Extracted entries

|---|

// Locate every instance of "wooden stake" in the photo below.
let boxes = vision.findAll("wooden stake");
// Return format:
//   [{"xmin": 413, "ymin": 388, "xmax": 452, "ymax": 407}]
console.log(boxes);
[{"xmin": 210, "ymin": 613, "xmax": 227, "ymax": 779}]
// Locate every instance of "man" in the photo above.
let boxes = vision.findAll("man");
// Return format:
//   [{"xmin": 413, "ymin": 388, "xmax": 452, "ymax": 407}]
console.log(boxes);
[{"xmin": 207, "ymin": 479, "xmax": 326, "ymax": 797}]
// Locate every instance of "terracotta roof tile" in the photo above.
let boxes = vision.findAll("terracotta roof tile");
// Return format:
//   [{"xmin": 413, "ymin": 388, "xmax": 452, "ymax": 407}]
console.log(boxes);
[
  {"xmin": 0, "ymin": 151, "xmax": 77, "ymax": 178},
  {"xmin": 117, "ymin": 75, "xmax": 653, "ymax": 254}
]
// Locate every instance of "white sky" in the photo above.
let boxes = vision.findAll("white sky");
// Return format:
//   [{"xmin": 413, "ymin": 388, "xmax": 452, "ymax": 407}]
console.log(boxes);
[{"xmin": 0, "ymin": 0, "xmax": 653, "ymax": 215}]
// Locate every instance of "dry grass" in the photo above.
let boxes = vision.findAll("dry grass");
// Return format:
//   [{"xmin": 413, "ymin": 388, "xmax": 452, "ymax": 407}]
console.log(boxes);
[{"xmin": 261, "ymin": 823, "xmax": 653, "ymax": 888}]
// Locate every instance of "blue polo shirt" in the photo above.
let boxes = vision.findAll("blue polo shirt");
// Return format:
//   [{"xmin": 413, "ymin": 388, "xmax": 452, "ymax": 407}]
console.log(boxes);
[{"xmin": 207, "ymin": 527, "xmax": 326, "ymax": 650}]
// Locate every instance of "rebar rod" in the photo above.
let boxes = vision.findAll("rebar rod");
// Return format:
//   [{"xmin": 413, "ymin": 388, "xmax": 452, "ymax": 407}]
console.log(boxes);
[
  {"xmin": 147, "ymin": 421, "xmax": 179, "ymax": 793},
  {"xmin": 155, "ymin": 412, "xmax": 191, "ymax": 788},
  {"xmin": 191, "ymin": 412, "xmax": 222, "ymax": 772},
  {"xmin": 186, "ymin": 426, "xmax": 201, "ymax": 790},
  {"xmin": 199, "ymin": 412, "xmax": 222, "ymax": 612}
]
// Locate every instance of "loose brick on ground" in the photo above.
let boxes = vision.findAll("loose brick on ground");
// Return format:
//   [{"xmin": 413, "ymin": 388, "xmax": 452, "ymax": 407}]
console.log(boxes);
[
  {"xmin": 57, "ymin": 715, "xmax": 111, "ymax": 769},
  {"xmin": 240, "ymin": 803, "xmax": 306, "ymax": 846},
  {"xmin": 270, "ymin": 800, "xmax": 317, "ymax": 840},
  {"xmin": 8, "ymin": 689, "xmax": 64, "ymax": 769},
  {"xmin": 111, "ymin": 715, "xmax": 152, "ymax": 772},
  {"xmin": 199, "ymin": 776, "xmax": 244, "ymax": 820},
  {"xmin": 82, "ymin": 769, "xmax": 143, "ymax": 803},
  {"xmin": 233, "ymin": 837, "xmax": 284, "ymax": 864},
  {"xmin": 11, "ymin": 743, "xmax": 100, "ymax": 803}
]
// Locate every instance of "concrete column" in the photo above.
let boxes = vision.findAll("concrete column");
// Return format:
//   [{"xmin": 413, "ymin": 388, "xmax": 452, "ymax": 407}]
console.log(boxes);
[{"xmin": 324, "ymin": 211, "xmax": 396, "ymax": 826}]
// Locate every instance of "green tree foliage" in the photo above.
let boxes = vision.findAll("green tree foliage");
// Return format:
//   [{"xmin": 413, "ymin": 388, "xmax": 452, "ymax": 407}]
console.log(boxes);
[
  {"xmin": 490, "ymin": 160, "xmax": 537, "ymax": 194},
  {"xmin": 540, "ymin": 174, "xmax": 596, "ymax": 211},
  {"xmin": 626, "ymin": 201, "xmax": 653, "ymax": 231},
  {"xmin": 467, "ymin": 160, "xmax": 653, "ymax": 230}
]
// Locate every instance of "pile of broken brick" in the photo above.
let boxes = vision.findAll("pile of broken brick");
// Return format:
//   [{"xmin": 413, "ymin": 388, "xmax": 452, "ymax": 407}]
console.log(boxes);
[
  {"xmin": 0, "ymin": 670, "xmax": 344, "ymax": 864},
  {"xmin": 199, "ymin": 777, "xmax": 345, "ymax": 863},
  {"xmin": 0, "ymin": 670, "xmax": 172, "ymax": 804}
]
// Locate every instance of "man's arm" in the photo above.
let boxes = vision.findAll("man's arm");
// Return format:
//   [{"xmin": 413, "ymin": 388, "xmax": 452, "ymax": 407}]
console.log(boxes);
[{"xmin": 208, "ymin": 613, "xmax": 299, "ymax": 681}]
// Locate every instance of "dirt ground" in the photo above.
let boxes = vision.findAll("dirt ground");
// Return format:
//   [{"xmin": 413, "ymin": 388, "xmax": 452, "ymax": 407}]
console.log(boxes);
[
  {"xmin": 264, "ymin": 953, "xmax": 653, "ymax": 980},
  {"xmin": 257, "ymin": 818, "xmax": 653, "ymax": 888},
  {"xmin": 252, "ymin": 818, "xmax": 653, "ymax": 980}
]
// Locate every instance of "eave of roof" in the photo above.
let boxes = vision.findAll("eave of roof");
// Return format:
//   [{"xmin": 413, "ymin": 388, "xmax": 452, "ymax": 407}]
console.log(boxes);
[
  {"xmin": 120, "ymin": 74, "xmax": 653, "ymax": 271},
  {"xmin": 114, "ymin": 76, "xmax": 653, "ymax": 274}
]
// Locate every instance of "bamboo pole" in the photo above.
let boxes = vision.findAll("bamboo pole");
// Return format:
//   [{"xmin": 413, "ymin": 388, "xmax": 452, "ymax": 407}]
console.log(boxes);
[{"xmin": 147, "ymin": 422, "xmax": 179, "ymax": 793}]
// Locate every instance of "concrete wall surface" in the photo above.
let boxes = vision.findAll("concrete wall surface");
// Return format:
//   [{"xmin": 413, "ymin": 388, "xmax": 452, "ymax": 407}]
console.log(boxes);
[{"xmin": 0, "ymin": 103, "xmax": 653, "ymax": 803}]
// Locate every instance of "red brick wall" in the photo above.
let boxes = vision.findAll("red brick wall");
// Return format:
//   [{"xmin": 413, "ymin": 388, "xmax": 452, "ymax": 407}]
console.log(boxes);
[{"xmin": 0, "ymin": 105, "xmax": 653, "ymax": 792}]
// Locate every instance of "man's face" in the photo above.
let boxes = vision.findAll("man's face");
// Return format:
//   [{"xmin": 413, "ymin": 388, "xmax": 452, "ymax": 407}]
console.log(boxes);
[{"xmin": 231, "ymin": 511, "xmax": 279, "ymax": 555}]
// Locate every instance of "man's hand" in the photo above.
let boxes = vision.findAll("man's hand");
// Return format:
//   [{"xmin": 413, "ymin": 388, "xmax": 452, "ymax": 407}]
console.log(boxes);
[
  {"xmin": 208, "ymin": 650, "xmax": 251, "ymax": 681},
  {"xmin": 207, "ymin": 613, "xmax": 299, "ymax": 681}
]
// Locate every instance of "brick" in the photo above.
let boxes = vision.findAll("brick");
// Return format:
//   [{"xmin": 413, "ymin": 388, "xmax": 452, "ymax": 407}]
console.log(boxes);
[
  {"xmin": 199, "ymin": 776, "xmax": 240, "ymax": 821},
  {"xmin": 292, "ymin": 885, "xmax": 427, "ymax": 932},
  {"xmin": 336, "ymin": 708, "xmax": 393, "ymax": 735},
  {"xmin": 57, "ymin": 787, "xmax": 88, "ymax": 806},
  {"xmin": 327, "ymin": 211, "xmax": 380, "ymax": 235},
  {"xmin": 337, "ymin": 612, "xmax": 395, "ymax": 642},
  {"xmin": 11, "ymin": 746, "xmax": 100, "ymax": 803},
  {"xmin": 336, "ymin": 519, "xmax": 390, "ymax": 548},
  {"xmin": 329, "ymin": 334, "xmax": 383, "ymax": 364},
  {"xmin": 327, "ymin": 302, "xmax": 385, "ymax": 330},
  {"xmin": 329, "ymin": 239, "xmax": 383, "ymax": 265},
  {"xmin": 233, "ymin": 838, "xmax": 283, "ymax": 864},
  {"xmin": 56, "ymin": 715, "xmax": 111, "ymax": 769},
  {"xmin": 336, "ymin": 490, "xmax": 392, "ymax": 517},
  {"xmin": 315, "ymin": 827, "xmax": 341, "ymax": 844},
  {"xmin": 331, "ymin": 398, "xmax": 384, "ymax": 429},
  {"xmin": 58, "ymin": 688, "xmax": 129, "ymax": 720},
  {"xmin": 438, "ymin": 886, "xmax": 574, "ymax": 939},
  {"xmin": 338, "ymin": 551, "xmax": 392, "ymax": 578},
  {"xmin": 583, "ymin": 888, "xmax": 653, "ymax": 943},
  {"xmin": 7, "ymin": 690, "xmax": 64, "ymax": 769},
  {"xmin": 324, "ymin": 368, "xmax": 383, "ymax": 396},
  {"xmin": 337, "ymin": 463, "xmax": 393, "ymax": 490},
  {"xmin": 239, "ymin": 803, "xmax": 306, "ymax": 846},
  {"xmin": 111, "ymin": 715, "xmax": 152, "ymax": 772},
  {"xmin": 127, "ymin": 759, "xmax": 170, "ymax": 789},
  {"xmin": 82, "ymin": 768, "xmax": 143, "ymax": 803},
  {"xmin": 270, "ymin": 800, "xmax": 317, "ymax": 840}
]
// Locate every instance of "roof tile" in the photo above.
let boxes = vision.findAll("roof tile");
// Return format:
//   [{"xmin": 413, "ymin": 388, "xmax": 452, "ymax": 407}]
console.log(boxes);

|---|

Given exercise
Filter the records above down to every line that contains the word "brick", and copy those lines out.

Final result
// Locate every instance of "loose brick on ground" in the photo above.
let boxes = vision.findAll("loose brick on ground");
// Locate every instance of "pile of broken brick" in the photo above.
let boxes = vision.findAll("pile of broken brick");
// Locate every instance of "red brick wall" in the photo above.
let boxes = vision.findAll("red brick wall");
// Locate every instance of "brick" in the photo above.
let boxes = vision.findAll("brick");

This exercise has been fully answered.